EXERCISE: Please continue the passage below on science illiteracy and the "hubris of the humanities," picking up after its last sentence.

While our universities are home to great scientists, our society as a whole is pathetically science- and math-illiterate.

But what cause does he identify for this? Not our crappy high schools. Not the recent resurgence of general anti-intellectualism in American populism, nor the political opportunism of movement conservatism that helped it come about. No, the problem is that highly educated people aren't majoring in the sciences in college.

But there's an even larger challenge than anti-intellectualism. And that's the skewed intellectualism of those who believe that a person can become sophisticated on a diet of poetry, philosophy and history, unleavened by statistics or chromosomes. That's the hubris of the humanities.

RECORD EXCERPTS:
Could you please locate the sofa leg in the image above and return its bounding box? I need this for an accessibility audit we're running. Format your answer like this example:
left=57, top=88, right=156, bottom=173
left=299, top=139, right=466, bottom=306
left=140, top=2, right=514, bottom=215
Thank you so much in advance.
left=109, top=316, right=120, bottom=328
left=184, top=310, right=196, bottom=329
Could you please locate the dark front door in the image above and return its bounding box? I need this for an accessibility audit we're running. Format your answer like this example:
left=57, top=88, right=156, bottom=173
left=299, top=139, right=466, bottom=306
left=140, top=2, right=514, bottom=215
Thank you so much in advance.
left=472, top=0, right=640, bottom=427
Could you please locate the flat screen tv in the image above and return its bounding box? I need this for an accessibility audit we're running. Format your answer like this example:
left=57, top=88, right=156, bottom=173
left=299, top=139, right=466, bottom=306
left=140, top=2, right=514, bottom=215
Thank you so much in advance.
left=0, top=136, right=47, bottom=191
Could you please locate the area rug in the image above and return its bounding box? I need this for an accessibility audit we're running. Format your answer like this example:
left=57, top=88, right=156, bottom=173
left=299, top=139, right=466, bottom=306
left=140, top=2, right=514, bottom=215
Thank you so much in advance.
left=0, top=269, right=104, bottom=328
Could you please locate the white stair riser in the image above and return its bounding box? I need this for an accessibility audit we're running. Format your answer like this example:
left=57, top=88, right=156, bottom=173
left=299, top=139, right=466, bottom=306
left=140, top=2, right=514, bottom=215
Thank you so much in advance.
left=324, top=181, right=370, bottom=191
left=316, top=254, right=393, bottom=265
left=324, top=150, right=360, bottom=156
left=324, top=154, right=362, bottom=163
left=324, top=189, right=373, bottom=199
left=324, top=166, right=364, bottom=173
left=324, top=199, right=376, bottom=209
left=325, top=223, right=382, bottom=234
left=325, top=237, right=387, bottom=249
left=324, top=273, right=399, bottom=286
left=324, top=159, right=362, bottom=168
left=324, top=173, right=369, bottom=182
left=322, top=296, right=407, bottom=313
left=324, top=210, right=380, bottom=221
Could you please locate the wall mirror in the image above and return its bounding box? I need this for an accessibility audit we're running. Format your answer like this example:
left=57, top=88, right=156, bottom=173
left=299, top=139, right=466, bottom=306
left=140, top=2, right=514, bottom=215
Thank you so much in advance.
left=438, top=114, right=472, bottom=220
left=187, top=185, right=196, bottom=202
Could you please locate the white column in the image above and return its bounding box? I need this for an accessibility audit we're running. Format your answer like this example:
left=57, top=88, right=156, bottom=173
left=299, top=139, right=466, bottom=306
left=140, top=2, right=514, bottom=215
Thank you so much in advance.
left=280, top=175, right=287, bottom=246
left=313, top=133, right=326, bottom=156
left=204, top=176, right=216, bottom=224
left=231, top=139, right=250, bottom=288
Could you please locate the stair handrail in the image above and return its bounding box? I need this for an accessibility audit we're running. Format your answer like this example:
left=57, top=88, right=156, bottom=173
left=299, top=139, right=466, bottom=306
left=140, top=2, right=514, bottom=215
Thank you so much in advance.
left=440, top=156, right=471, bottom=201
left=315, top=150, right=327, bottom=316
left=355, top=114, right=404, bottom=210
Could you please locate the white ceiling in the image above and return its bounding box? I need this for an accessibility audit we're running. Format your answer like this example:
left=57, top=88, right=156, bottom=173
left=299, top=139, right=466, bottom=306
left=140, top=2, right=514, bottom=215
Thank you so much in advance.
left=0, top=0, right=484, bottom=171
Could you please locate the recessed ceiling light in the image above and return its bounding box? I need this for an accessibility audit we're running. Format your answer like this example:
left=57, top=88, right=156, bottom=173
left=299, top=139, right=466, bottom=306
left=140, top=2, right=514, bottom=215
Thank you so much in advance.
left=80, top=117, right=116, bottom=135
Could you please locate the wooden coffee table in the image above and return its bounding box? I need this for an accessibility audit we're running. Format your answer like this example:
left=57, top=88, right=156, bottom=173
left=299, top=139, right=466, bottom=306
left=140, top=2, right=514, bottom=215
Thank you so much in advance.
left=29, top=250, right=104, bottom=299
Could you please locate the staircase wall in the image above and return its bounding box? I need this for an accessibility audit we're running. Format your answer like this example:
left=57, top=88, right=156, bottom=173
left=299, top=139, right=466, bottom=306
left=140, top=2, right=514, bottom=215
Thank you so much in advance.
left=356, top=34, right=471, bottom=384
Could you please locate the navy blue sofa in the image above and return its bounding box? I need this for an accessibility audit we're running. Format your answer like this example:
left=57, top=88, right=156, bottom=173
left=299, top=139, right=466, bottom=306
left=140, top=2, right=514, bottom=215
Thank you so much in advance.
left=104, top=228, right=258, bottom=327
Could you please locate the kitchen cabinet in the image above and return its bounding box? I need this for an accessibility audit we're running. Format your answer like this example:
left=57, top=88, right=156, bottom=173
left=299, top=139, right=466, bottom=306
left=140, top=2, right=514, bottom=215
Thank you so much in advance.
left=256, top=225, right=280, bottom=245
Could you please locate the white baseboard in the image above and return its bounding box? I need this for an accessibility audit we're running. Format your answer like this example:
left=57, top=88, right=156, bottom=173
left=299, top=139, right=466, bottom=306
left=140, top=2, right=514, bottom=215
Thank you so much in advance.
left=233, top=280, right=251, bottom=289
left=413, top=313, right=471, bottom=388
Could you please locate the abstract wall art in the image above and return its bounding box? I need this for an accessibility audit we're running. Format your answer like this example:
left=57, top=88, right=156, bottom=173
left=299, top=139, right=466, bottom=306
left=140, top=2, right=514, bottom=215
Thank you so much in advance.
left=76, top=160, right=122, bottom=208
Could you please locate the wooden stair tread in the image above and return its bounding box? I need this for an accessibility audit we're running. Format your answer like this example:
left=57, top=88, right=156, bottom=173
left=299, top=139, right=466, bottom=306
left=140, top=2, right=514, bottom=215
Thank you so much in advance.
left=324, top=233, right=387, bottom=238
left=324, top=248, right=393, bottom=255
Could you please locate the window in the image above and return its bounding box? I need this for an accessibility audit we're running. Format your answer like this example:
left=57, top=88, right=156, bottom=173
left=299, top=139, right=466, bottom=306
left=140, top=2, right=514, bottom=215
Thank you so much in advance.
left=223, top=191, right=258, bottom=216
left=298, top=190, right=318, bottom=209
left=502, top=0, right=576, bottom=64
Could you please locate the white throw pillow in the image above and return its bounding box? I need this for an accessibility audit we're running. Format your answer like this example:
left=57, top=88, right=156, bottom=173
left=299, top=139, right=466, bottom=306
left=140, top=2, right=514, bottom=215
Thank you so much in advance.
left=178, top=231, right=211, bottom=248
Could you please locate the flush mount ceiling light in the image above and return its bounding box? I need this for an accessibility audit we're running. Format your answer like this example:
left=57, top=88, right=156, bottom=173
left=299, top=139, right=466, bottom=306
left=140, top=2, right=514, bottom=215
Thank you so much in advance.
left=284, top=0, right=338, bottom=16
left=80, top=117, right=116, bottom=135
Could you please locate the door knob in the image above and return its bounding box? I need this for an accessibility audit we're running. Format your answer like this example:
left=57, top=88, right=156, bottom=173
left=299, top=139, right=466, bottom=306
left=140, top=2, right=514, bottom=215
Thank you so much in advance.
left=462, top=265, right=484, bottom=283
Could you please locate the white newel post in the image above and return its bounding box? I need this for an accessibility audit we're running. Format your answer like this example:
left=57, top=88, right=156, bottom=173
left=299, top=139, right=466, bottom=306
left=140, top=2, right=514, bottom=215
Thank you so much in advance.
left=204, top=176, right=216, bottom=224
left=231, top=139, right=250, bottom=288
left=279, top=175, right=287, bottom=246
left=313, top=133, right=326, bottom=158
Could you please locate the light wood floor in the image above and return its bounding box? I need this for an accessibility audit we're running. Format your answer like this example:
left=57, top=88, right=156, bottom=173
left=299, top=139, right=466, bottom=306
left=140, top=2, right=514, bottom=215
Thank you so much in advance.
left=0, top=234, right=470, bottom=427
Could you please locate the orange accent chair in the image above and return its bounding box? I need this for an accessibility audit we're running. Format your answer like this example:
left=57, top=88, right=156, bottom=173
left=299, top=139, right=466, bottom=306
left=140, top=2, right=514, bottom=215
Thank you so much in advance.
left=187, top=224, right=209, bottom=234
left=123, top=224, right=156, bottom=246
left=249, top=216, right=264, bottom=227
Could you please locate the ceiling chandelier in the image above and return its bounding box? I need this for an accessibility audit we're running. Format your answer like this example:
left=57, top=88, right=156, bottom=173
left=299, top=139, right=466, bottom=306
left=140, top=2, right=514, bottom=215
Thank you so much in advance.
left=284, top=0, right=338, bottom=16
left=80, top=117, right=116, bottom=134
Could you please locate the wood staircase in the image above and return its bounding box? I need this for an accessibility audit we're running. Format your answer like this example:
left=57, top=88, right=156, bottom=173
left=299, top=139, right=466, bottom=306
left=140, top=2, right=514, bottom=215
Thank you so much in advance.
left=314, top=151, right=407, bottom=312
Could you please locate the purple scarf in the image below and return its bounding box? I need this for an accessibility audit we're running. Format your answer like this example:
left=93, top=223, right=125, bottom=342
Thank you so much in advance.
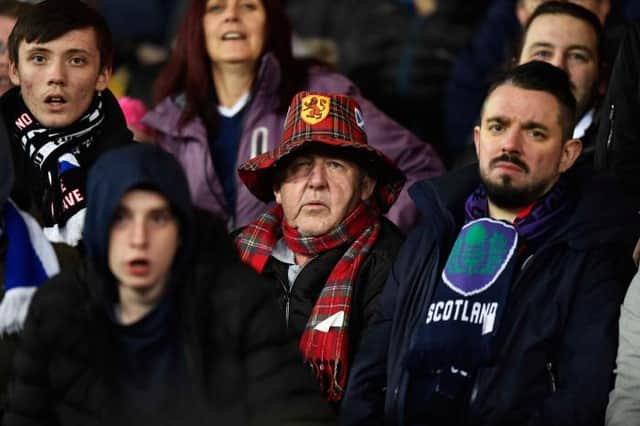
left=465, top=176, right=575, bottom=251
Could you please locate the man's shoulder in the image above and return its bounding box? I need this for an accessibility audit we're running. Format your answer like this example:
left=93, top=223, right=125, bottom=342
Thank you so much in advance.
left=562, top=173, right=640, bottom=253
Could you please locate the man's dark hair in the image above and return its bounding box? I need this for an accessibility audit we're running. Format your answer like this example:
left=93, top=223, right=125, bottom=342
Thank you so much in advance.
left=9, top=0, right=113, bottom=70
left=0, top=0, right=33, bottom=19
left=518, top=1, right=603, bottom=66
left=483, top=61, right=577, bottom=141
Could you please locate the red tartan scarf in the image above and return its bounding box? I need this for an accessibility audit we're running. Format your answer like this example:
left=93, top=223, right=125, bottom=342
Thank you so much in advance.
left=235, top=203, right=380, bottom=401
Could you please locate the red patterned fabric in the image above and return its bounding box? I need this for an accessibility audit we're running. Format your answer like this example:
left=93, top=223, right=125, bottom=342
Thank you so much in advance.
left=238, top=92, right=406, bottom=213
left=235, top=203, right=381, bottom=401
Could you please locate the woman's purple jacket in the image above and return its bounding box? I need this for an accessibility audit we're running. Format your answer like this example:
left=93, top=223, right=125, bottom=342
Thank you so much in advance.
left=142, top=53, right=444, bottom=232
==
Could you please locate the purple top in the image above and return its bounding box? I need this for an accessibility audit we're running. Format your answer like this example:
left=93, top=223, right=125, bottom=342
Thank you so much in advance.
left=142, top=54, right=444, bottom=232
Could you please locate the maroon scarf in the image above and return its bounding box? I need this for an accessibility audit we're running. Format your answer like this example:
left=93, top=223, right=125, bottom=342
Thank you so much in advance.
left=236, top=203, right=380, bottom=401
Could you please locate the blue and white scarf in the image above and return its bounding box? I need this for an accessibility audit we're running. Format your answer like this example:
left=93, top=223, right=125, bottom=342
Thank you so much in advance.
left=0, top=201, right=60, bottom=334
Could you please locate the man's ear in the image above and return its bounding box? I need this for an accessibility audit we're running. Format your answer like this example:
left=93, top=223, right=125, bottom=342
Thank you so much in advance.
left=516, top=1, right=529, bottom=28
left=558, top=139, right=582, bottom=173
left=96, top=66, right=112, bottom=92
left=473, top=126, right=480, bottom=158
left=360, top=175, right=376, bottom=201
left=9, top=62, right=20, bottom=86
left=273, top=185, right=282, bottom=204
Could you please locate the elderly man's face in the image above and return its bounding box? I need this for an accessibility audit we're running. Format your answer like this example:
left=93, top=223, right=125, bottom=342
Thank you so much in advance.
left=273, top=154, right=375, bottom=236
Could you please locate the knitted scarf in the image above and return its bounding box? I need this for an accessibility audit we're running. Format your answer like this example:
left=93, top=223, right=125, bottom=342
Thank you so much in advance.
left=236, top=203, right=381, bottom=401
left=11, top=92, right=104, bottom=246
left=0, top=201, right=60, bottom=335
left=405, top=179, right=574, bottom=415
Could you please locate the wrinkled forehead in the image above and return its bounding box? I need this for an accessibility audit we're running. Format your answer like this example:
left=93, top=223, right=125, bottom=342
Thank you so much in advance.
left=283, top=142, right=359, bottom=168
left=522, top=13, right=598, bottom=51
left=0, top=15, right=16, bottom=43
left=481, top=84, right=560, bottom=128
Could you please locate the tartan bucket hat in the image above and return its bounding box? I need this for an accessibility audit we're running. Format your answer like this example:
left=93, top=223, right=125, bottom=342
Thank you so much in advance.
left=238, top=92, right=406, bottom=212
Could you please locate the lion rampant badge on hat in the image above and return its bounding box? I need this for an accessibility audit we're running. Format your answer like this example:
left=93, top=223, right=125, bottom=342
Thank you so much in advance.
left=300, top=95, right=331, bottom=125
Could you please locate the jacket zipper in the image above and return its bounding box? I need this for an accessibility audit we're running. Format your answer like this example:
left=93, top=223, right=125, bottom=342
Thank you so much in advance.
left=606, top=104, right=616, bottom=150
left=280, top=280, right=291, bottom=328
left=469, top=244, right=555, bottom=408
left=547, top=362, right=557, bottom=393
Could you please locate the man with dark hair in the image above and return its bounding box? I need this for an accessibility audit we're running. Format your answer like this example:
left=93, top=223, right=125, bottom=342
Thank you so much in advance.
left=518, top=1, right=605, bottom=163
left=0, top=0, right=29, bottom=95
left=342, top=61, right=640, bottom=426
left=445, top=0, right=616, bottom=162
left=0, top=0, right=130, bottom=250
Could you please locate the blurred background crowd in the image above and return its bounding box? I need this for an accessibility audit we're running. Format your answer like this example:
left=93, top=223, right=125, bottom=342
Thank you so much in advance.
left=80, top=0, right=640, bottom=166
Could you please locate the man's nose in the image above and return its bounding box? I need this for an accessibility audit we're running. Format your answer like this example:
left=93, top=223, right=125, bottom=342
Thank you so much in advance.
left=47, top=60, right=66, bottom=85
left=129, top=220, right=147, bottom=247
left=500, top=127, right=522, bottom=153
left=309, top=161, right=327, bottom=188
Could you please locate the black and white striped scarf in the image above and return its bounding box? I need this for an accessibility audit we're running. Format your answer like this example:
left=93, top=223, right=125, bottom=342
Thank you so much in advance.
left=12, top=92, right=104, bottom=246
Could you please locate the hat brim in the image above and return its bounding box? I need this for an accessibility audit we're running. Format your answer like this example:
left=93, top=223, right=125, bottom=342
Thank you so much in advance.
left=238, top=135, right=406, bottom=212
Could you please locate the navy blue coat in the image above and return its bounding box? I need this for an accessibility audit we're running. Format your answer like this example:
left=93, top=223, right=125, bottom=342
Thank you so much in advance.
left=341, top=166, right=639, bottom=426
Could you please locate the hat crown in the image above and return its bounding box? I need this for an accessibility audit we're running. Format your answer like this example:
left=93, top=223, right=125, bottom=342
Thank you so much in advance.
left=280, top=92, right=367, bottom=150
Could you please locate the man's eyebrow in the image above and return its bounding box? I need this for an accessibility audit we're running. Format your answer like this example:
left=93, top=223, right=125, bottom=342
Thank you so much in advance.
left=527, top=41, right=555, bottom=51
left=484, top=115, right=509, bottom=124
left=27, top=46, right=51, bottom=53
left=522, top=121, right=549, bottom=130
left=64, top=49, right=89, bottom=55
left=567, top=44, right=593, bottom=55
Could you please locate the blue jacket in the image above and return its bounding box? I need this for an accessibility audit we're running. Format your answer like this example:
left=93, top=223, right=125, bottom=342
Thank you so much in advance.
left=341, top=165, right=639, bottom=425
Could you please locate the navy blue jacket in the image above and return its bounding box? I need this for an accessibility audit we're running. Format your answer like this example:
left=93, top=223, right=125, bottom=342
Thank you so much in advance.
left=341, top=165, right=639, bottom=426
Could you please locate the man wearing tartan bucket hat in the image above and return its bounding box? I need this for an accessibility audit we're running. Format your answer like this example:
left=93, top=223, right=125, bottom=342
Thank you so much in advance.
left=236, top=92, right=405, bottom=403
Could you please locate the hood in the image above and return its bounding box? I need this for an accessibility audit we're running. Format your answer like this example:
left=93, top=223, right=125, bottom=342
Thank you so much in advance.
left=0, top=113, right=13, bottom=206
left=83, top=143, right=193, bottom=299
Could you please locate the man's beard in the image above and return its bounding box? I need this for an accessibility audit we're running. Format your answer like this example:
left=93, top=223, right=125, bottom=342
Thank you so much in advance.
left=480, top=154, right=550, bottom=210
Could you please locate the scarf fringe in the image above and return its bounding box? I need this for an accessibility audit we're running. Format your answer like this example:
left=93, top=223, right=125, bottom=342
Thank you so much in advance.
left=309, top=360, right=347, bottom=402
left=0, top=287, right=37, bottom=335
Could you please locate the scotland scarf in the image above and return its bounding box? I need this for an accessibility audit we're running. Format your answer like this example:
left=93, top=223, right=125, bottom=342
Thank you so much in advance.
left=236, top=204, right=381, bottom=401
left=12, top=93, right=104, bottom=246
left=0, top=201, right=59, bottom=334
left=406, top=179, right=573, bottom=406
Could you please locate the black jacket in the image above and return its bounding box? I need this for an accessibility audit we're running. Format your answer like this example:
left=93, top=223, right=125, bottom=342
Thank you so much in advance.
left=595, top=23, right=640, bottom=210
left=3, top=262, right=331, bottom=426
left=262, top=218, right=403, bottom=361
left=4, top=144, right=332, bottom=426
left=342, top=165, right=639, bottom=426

OUTPUT OF THE EXERCISE:
Look, the problem isn't just that we are, at all levels of society, woefully ignorant of science; the problem is that we are, at all levels of society, woefully ignorant period. People who majored in liberal arts don't know jack about math and science; but, at the same time, very few math, science, and engineering majors care about those humanities classes they're required to take; and the vast majority of people, who don't go to college at all, never really get exposed to either the natural or social sciences. The vast majority of 'real' adults seem to have some vague opinions on contrversial issues, but care much more about things like gas prices, what's on sale at the local giant box store, and who was caught fucking who in the janitor's closet, than Beauty or Truth (to say nothing of the Good).

What we need, at least as a first step, is to vastly improve the education of our teenagers in both the sciences and the humanities, not get all upset because no-one at the Times can solve a calculus problem.

Update: Echidne had much the same reaction I did, but adds

True, but does knowledge about the DNA suffice? Surely a more important field of study for a future leader would be ethics, and studying ethics is part of the liberal arts curriculum. Though of course it would be nice if the future leaders could first be persuaded to believe that the Earth is older than a few thousand years...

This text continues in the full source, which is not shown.